* EXERCISE AIM *
Show each line in the items below that contains the word "patterned". Treat uppercase and lowercase as different, so a line counts only if the case matches.

* EXTRACTED MATERIAL *
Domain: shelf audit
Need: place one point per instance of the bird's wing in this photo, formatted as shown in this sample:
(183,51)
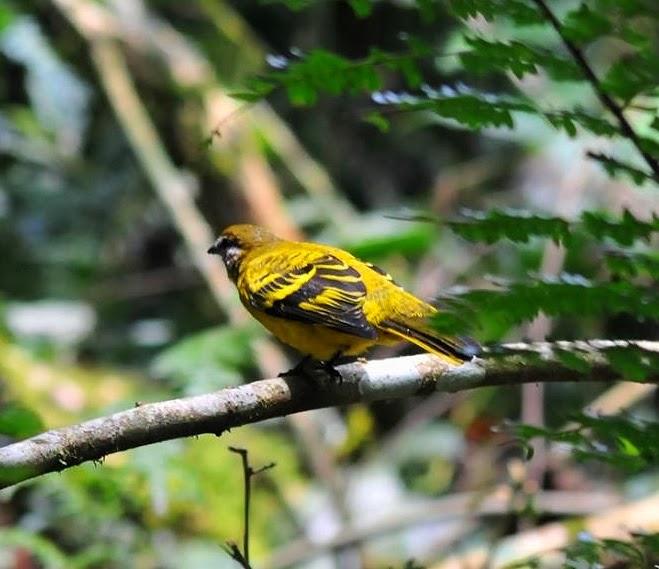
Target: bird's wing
(322,290)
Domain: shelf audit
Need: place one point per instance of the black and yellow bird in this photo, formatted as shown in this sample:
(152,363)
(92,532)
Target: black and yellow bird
(325,302)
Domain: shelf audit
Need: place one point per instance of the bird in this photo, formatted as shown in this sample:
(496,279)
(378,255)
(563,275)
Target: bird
(326,303)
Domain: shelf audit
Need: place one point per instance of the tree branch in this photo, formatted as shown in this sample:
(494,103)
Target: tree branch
(605,99)
(376,380)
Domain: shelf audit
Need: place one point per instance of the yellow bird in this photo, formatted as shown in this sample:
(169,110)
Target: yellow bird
(326,303)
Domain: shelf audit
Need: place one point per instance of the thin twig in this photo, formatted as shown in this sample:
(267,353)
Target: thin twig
(604,98)
(248,472)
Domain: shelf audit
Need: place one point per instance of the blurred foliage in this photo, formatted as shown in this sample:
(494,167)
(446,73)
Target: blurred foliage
(474,113)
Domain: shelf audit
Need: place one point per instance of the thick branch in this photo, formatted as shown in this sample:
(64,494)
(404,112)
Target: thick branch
(362,382)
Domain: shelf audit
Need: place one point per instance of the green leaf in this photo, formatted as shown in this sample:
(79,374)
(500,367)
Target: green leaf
(516,225)
(379,121)
(520,12)
(362,8)
(614,167)
(208,360)
(631,76)
(517,57)
(583,25)
(17,420)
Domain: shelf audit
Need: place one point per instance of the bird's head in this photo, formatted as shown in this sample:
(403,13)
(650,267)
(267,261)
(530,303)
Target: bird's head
(236,241)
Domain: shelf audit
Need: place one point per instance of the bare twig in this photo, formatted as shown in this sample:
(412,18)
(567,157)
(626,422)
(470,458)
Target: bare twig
(248,472)
(605,99)
(234,552)
(362,382)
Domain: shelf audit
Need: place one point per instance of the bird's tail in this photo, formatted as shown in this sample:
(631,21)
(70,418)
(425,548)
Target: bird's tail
(455,350)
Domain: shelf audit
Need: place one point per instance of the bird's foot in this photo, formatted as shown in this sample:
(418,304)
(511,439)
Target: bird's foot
(308,367)
(301,368)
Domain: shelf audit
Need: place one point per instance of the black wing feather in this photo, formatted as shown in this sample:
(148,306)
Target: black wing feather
(330,293)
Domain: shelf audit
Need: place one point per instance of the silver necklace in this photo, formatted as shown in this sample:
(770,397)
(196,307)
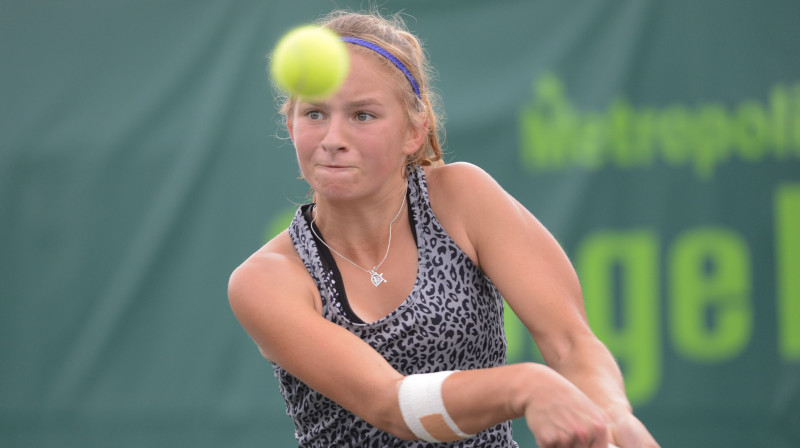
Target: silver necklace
(374,276)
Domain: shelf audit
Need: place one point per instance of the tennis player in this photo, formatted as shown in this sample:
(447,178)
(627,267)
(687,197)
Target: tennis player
(380,306)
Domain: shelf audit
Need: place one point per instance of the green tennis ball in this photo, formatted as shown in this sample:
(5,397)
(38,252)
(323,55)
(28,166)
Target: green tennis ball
(310,62)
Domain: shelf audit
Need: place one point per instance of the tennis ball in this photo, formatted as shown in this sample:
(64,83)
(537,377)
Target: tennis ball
(310,62)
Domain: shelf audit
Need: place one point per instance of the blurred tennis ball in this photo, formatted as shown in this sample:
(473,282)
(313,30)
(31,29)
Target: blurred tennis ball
(310,62)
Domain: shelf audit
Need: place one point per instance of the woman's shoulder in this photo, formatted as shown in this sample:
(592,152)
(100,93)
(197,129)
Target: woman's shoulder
(271,270)
(460,181)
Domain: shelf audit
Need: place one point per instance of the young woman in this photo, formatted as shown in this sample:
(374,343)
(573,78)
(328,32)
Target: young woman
(380,306)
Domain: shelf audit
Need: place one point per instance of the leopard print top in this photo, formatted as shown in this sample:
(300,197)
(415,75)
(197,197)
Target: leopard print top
(452,320)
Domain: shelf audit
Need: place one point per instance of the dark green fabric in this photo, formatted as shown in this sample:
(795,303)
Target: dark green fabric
(141,159)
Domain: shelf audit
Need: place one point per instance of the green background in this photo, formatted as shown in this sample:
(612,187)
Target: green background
(141,160)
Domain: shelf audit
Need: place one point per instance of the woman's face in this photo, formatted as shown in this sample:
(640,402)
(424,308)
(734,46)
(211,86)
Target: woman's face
(355,143)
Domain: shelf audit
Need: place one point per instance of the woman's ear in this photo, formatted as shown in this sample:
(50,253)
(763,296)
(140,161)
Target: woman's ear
(290,128)
(417,134)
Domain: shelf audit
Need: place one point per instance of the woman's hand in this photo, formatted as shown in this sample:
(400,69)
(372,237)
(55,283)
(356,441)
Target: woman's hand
(629,432)
(560,415)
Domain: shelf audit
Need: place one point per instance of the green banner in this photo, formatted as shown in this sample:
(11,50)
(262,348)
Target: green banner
(142,159)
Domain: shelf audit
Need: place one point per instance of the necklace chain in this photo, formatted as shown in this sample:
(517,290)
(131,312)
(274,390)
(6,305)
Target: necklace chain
(375,277)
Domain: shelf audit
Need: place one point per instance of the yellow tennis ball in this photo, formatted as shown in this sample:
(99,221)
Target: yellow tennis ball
(310,62)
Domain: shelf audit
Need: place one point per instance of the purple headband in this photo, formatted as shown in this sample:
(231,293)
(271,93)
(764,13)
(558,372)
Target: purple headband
(376,48)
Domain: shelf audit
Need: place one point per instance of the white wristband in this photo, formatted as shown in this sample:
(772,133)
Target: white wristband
(421,403)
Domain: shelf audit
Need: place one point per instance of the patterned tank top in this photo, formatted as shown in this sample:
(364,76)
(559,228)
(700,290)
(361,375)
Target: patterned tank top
(452,320)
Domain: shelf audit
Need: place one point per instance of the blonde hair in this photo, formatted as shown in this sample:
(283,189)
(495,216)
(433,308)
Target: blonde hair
(392,35)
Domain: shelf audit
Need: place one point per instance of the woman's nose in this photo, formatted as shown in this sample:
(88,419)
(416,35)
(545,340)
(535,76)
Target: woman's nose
(335,134)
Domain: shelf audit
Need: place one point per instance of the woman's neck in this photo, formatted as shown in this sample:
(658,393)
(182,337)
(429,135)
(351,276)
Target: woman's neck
(360,229)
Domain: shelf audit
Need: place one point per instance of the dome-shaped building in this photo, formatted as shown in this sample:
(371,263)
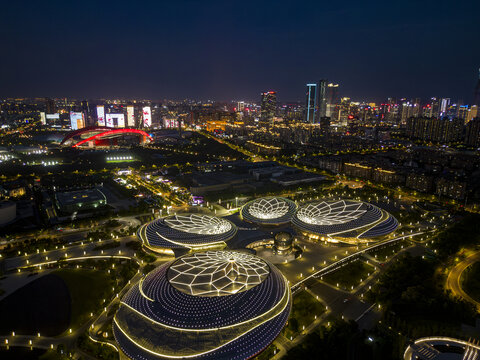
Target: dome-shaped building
(186,231)
(344,220)
(211,305)
(269,211)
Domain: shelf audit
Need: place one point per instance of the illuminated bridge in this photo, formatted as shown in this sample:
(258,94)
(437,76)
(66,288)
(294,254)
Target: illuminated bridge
(186,231)
(344,221)
(101,136)
(213,305)
(269,211)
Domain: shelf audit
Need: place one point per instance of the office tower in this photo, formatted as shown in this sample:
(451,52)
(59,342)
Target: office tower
(100,115)
(50,106)
(322,98)
(311,103)
(444,105)
(472,113)
(130,116)
(268,107)
(86,113)
(324,125)
(240,105)
(476,94)
(472,136)
(332,94)
(442,130)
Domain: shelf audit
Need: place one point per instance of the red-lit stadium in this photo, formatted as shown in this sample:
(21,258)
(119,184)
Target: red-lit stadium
(101,136)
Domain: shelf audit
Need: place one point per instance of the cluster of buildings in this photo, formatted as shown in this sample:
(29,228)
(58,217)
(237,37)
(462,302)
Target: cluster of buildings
(444,130)
(243,176)
(451,174)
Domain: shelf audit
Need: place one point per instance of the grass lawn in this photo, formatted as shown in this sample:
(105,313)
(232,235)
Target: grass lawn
(304,309)
(349,275)
(267,353)
(389,250)
(87,290)
(471,281)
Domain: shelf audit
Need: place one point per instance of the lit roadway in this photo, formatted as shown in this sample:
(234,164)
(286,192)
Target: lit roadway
(86,251)
(454,278)
(74,253)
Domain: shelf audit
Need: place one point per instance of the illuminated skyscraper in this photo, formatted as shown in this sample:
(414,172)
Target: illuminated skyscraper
(322,98)
(476,95)
(268,107)
(311,104)
(50,106)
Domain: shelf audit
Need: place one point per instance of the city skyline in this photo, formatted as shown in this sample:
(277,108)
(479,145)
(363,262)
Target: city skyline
(225,51)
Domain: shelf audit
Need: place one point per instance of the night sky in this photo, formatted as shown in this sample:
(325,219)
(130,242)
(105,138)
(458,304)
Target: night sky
(233,50)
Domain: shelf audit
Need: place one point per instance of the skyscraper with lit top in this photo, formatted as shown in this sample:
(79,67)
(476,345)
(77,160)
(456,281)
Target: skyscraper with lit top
(268,107)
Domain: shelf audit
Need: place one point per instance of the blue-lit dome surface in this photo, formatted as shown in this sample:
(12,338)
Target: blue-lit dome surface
(269,211)
(187,231)
(344,219)
(156,319)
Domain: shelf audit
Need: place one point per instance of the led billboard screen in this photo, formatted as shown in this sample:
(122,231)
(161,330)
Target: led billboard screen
(147,116)
(76,120)
(130,116)
(101,115)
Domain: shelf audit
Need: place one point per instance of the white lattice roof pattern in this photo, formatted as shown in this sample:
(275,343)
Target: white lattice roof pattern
(198,224)
(217,273)
(331,213)
(269,208)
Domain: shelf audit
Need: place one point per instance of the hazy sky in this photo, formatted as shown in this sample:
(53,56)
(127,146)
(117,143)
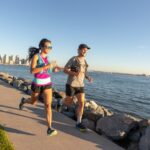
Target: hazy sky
(118,31)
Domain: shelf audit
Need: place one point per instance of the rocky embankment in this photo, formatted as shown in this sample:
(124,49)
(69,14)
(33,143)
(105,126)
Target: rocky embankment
(128,131)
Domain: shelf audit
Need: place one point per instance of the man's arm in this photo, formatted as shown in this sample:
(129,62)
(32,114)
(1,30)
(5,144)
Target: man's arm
(67,68)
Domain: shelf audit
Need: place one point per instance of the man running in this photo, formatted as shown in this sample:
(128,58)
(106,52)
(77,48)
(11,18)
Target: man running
(76,68)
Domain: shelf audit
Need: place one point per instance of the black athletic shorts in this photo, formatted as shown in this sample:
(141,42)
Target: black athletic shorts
(71,91)
(40,89)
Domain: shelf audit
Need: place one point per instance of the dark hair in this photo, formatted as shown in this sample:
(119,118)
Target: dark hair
(33,50)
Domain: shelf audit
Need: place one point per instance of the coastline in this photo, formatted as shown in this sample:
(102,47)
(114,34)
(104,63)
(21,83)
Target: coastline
(97,117)
(27,128)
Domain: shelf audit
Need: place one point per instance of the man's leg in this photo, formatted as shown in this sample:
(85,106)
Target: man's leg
(81,101)
(32,100)
(80,110)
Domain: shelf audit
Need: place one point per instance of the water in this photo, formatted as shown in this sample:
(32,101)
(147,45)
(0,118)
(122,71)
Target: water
(120,93)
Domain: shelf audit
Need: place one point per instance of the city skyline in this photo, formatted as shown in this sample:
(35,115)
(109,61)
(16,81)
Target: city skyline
(117,31)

* SOLUTION FOR THIS PROBLEM *
Need: place one point per instance of the patterned tank top in this photo, formatted as shown in this sample:
Target: patterned tank top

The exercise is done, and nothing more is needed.